ASSIGNMENT —
Copy out the entries below verbatim, from their very first line up to and including the line that contains "negative clicks: (1460, 1592) (1464, 1590)".

SUPPLIED RECORDS —
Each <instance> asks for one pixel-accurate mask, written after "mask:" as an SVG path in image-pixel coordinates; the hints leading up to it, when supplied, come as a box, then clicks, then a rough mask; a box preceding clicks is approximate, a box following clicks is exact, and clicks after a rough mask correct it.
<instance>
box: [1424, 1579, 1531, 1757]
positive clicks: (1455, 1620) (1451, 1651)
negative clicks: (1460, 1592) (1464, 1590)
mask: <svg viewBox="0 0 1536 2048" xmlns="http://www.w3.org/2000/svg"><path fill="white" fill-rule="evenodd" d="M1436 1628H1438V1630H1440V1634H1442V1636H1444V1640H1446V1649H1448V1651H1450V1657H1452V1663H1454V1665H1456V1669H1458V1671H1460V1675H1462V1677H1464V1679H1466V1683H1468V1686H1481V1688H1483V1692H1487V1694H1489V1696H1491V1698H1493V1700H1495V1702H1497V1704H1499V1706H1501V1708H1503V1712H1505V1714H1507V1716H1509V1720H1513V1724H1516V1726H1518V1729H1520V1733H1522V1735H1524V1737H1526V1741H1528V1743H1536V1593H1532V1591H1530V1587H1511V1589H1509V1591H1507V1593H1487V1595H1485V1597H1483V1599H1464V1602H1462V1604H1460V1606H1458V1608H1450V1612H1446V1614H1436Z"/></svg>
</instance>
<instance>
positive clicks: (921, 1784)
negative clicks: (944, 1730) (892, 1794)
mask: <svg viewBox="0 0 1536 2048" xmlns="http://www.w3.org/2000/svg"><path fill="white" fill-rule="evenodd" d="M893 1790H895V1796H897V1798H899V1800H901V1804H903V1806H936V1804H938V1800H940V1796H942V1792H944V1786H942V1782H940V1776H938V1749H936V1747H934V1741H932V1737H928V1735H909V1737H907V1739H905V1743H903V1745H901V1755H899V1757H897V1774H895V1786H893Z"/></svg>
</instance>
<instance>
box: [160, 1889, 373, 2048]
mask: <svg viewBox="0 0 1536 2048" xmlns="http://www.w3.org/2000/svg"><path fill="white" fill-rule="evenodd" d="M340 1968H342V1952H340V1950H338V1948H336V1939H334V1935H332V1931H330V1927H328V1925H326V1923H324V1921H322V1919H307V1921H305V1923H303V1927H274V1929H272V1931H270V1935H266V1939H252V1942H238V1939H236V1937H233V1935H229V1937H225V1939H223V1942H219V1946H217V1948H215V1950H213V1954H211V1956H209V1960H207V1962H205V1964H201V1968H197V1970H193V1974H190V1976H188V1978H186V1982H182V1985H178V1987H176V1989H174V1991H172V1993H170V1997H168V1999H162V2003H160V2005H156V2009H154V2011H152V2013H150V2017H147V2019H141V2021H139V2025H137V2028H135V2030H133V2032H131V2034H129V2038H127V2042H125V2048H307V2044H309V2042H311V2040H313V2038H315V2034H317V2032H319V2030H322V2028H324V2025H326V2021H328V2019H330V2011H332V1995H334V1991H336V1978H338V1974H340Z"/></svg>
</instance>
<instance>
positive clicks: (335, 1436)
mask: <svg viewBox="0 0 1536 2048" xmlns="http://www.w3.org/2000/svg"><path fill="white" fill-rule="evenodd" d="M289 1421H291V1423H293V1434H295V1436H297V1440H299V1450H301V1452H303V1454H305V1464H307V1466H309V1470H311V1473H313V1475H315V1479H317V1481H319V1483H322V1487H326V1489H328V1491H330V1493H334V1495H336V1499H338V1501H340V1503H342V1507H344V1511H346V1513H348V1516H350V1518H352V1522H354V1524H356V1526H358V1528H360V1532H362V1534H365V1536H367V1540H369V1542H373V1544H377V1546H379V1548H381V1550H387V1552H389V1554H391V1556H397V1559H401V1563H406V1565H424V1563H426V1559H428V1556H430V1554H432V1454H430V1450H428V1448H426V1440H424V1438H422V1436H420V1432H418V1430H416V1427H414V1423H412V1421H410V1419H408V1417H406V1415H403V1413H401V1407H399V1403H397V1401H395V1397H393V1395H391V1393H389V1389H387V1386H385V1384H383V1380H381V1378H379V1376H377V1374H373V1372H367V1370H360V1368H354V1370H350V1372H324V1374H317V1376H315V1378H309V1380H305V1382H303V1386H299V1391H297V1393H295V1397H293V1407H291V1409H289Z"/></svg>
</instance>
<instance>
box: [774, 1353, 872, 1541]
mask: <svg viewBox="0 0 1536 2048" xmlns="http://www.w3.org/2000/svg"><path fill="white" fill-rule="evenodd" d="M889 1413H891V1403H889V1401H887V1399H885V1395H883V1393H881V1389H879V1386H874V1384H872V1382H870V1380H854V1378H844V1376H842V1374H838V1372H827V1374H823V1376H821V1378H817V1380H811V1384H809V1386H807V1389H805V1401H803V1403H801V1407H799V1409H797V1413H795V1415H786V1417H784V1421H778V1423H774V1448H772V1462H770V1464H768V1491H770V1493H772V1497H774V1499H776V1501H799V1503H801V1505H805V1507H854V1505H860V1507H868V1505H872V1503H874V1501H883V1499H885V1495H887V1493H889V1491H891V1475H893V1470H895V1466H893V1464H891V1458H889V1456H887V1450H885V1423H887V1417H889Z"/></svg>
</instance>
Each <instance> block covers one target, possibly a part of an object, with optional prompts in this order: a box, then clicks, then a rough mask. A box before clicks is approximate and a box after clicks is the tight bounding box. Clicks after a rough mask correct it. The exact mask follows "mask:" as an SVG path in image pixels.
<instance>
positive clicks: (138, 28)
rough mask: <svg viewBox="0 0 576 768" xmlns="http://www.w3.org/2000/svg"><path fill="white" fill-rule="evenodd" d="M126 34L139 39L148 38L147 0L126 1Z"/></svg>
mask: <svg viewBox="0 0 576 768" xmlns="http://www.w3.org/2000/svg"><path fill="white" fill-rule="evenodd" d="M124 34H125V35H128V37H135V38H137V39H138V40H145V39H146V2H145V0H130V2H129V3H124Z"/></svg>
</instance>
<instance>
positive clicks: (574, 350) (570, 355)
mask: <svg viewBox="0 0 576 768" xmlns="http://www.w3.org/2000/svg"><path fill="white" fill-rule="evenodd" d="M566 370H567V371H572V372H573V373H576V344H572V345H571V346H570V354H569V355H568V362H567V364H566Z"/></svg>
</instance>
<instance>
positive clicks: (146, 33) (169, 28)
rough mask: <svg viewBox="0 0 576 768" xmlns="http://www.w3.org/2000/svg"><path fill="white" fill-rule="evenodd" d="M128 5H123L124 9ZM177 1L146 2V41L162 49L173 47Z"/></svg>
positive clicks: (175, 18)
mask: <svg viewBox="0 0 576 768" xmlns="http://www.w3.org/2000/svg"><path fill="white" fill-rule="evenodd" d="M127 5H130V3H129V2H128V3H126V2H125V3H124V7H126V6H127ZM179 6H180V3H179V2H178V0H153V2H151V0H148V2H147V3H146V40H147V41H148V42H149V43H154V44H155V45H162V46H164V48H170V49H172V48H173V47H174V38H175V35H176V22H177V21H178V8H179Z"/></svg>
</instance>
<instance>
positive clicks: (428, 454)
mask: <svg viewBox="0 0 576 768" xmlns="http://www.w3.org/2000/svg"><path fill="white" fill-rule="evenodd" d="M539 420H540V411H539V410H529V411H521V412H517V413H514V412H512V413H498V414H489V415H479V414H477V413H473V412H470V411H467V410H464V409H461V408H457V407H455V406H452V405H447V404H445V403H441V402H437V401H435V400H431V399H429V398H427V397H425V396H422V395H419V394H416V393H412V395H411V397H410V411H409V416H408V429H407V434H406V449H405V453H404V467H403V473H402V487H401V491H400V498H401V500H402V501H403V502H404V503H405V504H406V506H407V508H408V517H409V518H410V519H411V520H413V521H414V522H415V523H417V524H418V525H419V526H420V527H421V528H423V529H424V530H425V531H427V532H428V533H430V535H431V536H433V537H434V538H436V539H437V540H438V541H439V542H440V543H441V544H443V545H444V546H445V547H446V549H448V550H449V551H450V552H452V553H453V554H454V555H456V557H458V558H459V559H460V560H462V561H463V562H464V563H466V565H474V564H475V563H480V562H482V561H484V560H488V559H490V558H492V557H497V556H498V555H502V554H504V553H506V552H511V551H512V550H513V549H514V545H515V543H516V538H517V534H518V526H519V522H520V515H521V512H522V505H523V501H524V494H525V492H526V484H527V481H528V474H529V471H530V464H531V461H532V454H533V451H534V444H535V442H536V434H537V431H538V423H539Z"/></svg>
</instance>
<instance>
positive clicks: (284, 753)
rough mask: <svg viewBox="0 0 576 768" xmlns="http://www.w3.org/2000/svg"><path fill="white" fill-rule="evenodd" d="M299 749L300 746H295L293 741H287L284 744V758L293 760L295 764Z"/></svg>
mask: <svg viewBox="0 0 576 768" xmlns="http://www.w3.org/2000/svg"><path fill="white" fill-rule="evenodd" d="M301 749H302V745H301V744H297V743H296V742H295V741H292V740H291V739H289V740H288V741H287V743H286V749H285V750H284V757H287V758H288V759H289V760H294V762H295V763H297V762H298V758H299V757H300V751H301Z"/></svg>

THE ANSWER —
Each <instance> asks for one pixel-accurate mask, written after "mask:" as an SVG path in image-pixel coordinates; the hints leading up to it, when supplied, come as a box, then clicks, then a rough mask; a box preceding clicks is approximate, a box following clicks is exact, and clicks after a rough mask correct it.
<instance>
box: [1424, 1579, 1531, 1757]
positive clicks: (1455, 1620) (1451, 1651)
negative clicks: (1460, 1592) (1464, 1590)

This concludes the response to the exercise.